- WORK REQUEST
Looking at the entries below, how many lines include the word "shorts"? Answer with the number alone.

- INPUT MATERIAL
====================
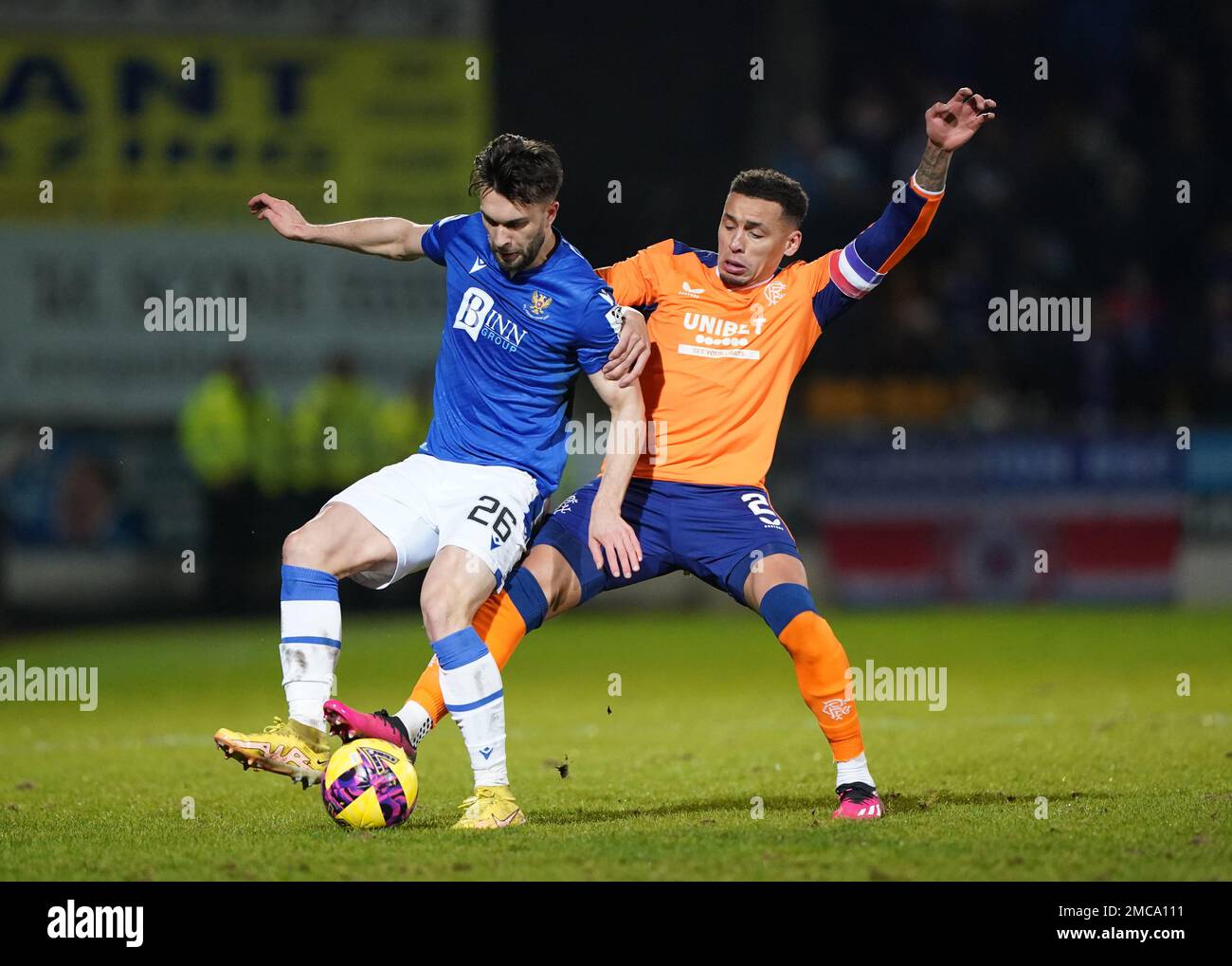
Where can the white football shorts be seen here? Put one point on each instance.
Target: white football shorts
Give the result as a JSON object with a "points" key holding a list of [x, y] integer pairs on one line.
{"points": [[424, 504]]}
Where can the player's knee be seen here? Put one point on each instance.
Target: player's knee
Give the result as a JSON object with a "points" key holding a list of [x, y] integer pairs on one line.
{"points": [[303, 547], [784, 604], [443, 613]]}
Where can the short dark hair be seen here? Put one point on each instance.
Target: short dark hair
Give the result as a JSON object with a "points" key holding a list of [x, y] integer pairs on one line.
{"points": [[770, 185], [524, 171]]}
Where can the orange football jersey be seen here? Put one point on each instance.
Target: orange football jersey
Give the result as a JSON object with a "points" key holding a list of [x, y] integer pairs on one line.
{"points": [[722, 360]]}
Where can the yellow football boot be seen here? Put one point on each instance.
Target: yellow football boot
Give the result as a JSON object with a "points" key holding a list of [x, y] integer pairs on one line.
{"points": [[284, 748], [491, 807]]}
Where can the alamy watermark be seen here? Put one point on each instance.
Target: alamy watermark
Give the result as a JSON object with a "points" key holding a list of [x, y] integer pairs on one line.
{"points": [[1030, 313], [871, 683], [213, 313], [600, 438], [50, 684]]}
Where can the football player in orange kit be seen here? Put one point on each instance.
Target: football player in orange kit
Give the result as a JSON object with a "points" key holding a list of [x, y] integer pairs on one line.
{"points": [[730, 330]]}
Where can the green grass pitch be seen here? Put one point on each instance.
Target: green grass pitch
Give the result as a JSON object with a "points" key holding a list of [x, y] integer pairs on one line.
{"points": [[1079, 706]]}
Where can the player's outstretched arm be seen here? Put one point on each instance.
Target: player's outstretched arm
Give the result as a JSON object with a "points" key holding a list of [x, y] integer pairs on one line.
{"points": [[390, 238], [949, 127], [608, 534], [859, 267]]}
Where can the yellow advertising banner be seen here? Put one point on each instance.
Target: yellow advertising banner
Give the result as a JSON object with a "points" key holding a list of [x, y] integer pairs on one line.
{"points": [[186, 130]]}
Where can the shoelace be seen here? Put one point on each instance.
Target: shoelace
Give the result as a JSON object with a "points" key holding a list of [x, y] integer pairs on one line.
{"points": [[855, 793], [473, 798]]}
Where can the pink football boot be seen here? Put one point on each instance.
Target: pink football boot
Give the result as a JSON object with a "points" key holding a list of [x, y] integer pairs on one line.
{"points": [[348, 723], [857, 800]]}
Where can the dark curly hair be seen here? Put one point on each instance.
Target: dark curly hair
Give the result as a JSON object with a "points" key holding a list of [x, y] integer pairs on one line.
{"points": [[524, 171], [770, 185]]}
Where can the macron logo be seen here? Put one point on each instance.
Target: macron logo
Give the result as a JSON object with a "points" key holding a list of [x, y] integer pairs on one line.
{"points": [[97, 921]]}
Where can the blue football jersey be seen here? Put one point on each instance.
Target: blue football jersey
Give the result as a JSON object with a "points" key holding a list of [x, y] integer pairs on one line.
{"points": [[512, 350]]}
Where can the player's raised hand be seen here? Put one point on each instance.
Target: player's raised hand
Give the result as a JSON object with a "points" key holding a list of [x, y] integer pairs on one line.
{"points": [[951, 124], [611, 537], [631, 353], [282, 214]]}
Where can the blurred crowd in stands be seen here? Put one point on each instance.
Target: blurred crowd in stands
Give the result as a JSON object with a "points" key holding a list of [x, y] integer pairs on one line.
{"points": [[265, 472], [1120, 195]]}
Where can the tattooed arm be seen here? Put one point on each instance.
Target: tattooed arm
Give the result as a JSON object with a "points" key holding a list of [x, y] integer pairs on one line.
{"points": [[854, 271]]}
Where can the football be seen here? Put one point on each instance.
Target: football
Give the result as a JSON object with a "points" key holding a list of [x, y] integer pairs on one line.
{"points": [[370, 784]]}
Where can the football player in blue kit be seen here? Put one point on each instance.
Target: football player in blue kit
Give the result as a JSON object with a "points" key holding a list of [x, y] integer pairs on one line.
{"points": [[525, 316]]}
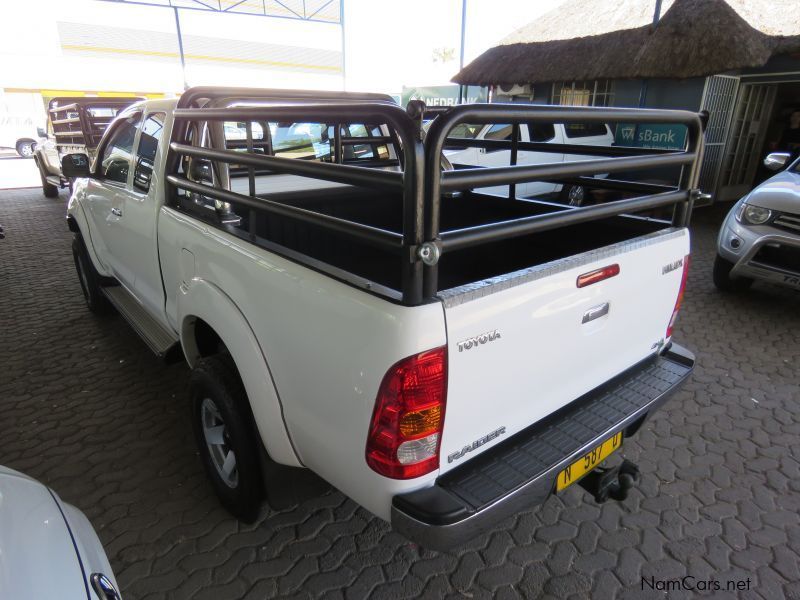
====================
- EXERCISE OUTPUT
2